[Rows from a pointing dataset]

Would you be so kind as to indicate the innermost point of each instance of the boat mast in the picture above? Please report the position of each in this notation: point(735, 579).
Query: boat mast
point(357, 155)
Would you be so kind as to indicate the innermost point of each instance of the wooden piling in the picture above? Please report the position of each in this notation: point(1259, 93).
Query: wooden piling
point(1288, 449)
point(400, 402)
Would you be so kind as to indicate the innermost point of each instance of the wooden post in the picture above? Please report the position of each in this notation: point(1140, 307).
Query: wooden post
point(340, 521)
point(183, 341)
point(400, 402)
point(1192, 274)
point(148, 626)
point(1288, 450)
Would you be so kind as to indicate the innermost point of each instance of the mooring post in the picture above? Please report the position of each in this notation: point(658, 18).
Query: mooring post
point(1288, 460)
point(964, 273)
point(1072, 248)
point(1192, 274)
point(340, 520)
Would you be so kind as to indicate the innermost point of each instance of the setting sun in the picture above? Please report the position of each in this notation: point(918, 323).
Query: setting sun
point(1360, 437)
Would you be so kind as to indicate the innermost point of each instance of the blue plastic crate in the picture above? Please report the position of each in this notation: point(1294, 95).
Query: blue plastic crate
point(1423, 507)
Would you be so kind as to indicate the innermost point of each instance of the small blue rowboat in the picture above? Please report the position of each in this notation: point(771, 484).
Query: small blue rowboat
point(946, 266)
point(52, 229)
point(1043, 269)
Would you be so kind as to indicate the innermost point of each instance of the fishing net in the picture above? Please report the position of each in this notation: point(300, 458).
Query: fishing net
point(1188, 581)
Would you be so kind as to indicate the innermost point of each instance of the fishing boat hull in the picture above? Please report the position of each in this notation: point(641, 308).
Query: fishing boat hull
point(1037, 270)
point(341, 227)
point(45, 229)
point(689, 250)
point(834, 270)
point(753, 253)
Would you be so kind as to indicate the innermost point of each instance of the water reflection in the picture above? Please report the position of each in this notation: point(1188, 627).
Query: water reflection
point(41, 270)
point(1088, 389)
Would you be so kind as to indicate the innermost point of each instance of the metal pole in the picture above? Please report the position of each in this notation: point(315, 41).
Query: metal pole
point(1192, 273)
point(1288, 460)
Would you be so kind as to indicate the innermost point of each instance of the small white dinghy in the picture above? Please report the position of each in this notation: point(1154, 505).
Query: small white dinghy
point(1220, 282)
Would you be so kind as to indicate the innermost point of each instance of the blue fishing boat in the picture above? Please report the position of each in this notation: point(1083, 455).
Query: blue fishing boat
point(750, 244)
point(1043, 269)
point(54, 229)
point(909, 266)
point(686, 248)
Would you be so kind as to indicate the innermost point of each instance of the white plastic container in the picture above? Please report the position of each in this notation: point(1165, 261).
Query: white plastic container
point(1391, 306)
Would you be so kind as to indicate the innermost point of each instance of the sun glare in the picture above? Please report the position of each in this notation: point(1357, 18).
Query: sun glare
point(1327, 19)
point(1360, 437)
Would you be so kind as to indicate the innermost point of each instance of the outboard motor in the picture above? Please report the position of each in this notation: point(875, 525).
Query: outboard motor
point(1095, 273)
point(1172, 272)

Short problem
Can you convert the lines of the listing above into a numbered list, leaving out any blank lines? Begin at the first line of the listing and stop after the line that contains "point(357, 155)".

Written reply
1. Would you be so kind as to indicate the innermost point of each instance of the boat mast in the picture above? Please report the position of each in this notation: point(735, 579).
2. Query: boat mast
3. point(357, 155)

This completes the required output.